## Begin Task inputs
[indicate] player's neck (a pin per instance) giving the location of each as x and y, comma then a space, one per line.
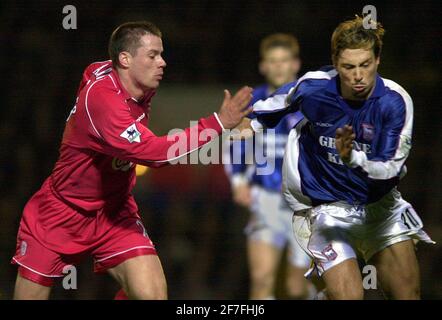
130, 86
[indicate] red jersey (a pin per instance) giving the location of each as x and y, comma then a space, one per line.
106, 134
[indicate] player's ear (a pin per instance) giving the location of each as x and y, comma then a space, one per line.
296, 65
378, 60
262, 68
125, 59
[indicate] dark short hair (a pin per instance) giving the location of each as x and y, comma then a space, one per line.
126, 37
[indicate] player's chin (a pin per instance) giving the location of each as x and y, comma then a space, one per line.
153, 84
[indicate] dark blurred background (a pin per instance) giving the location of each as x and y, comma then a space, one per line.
209, 45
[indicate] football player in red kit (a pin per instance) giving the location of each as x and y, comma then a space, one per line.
## End Task inputs
_Description of the task_: Go through all the entries above and switch each "pin" to "marker", then write them out again with nothing else changed and the pictures left out.

_Solution for this task_:
[indicate] player's neck (a marker per instance) giving the location of each as x and y, comma then a space, one per line.
130, 86
[indicate] red jersey (a marker per instance) giving the location of each as x and y, comma then a space, one per line.
106, 134
[indicate] player's ear (a marker per instance) giving the location of each as x and y, comma then a space, one per line.
296, 65
378, 60
262, 68
125, 59
[indicate] dark short hair (a marker per instance) giving the location of each as x and y, comma then a space, one per line.
126, 37
[indicate] player's chin (a marker per instance) giving the location of each as x and y, comma then a space, one per line.
153, 84
[indicate] dark blurred background (a marker per instance) giving the location of each as x and y, comma then a space, one per line.
209, 45
[indicate] football player in red kit (a marker per instance) giving the location of each as x and y, comma then a space, one per line.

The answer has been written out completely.